§ Requirement: Find every line in the data below that contains the word "rock", and copy each one out.

# # # #

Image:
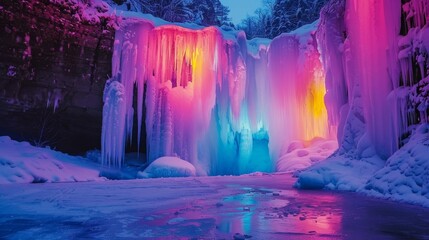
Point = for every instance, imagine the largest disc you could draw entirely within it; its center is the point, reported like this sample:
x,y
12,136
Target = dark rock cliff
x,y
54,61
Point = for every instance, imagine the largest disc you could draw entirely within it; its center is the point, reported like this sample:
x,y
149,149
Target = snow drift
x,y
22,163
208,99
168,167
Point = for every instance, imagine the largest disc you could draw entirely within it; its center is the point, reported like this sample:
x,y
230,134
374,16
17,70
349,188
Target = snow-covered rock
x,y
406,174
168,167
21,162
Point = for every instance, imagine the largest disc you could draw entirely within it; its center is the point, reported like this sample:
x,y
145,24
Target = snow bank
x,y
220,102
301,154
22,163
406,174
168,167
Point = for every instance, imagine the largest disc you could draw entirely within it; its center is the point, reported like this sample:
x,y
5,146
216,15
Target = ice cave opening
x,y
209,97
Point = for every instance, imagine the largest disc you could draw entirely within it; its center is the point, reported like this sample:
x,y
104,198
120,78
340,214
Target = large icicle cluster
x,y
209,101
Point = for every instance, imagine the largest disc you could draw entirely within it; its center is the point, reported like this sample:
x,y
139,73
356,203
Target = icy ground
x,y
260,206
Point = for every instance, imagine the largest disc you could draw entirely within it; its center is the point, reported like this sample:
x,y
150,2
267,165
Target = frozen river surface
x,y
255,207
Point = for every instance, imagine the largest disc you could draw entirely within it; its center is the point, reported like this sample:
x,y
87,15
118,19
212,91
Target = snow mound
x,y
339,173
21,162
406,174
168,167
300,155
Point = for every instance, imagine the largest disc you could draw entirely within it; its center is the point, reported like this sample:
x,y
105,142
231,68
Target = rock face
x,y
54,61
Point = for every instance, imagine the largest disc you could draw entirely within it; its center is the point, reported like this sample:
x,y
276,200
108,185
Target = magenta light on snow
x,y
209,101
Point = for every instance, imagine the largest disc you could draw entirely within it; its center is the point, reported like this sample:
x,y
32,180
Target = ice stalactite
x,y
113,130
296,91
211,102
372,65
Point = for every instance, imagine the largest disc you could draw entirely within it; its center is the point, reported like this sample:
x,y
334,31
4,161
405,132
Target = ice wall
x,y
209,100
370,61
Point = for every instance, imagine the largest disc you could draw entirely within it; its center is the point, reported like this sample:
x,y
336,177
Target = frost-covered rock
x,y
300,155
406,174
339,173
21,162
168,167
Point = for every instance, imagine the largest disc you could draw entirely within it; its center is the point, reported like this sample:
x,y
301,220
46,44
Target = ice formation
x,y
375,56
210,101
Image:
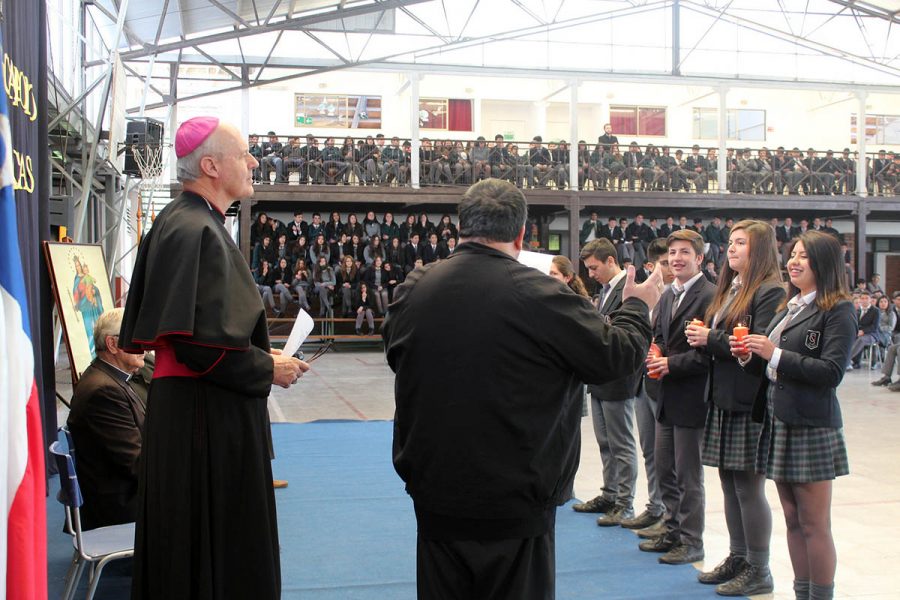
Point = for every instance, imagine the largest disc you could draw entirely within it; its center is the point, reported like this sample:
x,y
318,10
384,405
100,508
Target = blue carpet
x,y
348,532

# # # #

§ The response:
Target = dark rock cliff
Target = snow-covered rock
Target = rock face
Target = frost-covered rock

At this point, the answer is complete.